(DATA)

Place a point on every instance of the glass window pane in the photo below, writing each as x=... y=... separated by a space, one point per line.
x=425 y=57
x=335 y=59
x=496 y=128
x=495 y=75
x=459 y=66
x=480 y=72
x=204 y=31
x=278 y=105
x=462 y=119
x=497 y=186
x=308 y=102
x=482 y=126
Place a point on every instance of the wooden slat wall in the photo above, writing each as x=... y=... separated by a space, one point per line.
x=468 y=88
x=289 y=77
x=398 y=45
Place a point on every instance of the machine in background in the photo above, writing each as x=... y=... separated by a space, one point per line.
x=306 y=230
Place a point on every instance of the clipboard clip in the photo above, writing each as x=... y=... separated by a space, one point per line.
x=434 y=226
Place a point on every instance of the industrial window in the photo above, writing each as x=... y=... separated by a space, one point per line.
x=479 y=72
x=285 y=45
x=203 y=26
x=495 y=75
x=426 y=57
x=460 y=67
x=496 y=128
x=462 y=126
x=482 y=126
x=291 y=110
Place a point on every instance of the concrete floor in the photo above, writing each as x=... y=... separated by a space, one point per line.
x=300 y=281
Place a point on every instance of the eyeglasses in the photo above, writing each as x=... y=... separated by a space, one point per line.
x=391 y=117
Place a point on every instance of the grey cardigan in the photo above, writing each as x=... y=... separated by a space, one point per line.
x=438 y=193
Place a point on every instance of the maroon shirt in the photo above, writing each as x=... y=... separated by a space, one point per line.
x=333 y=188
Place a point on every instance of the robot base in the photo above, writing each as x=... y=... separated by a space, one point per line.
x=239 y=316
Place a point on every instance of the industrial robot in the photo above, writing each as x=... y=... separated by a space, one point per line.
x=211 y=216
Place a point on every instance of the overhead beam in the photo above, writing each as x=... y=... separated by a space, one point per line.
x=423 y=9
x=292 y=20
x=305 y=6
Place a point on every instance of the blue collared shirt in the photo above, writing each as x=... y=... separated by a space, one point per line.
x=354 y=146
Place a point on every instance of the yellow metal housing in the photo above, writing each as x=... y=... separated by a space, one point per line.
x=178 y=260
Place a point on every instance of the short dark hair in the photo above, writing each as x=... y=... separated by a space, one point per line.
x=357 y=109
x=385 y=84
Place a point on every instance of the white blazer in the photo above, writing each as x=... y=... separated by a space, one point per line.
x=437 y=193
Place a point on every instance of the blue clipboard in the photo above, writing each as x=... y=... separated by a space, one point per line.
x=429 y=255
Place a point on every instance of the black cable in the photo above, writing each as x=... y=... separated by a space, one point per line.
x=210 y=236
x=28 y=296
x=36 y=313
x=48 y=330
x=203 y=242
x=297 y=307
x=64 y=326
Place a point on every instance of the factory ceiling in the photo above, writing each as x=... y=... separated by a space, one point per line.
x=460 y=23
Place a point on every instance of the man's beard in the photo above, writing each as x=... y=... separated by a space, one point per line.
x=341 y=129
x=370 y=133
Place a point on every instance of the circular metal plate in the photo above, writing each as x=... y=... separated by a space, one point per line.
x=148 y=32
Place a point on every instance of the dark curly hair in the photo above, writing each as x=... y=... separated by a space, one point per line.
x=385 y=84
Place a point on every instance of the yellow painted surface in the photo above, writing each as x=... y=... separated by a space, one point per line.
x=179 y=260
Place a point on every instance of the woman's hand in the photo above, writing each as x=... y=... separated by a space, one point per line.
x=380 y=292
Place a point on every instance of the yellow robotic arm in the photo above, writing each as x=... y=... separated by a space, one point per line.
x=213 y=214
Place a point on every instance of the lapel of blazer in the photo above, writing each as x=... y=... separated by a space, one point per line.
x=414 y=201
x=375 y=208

(End DATA)

• EXERCISE REQUIREMENTS
Nothing in the entries above may be left out; retype them all exactly.

• TASK OUTPUT
Place a point on every instance of the glass window pane in the photo below, writing each as x=... y=... separated by a space, one point per line.
x=425 y=57
x=335 y=59
x=496 y=128
x=495 y=75
x=459 y=66
x=480 y=72
x=204 y=31
x=278 y=105
x=462 y=119
x=497 y=186
x=308 y=102
x=482 y=126
Place a point on every instance of the wooden slat wall in the photo above, writing each as x=... y=... separated by a space, one point per line.
x=468 y=88
x=289 y=77
x=398 y=45
Place a point on every instance of the machine in background in the photo above, writing each as x=... y=... separated by a space, one point per line.
x=306 y=230
Place a point on every instance of the clipboard clip in the photo above, writing each as x=... y=... separated by a space, one point per line.
x=434 y=226
Place a point on every instance of the industrial window in the photo above, writing each as x=... y=... separated by a space, one point per line.
x=479 y=72
x=285 y=45
x=203 y=26
x=495 y=75
x=426 y=57
x=460 y=67
x=496 y=128
x=462 y=126
x=482 y=126
x=291 y=110
Place a point on every instance of the concrete floor in the photo above, writing each as x=... y=... separated by a space, one point per line.
x=300 y=281
Place a point on every instance of the eyeglasses in the photo above, writing each as x=... y=... separated by a space, one point per line.
x=391 y=117
Place a point on every instance of the grey cardigan in the photo above, writing each as x=... y=... separated by a space, one point per line.
x=438 y=193
Place a point on every instance of the maroon shirt in the photo above, writing each as x=... y=... separated by a space, one point per line.
x=333 y=188
Place a point on every instance of the robot base in the photo above, writing each as x=... y=... separated by a space, one point per line.
x=239 y=316
Place a point on every instance of the industrial robot in the photo above, writing each as x=... y=... separated by a space, one point per line.
x=211 y=216
Place a point on every instance of the overhead beam in the photo above, writing each as x=... y=... separated by a space, one point per line.
x=423 y=9
x=292 y=20
x=305 y=6
Place a point on every instance of the blue collared shirt in the photo above, writing each as x=... y=... separated by a space, one point per line.
x=354 y=146
Place a point on every instance of the yellow metal housing in the photo above, writing each as x=... y=... separated by a space, one point per line.
x=178 y=260
Place a point on every instance of the short dark hair in the photo above, writing each as x=... y=... separated by a space, one point per line.
x=357 y=109
x=385 y=84
Place a point on every instance of the white blazer in the photo above, writing each as x=... y=... separated by a space, one point per line.
x=437 y=193
Place a point on every instance of the blue clipboard in the photo above, writing each as x=... y=... separated by a space, one point per line.
x=429 y=255
Place a point on every instance of the black cable in the photo above, writing each as x=... y=... separated by a space, one point per line.
x=210 y=236
x=28 y=296
x=36 y=313
x=48 y=330
x=203 y=242
x=297 y=307
x=64 y=326
Place a point on every instance of the factory ceiling in the photo above, writing each as x=... y=... separated by a space, one point per line.
x=460 y=23
Place a point on every instance of the man's beard in the photo above, writing each as x=... y=... separated by a space, one point per line.
x=341 y=129
x=370 y=133
Place a point on every instance of the circular metal plate in the photo above, writing each as x=... y=... separated by a space, one point per line.
x=148 y=32
Place a point on every instance of the dark curly hair in the photo above, writing each as x=... y=... separated by a space, one point per line.
x=385 y=84
Place a point on every instance of the yellow painted surface in the photo above, writing each as x=... y=... separated by a space, one point per line.
x=179 y=260
Place a point on every instance of the woman's hand in the photo above, writing each as x=... y=... separated by a space, one point per line.
x=380 y=292
Place a point on every instance of the yellow robotic arm in the photo above, writing each as x=... y=... separated by a space, one point per line.
x=213 y=214
Place a point on every instance of the lapel of blazer in the photo above, writing each as x=... y=... separated by a space, one point per line.
x=414 y=201
x=375 y=208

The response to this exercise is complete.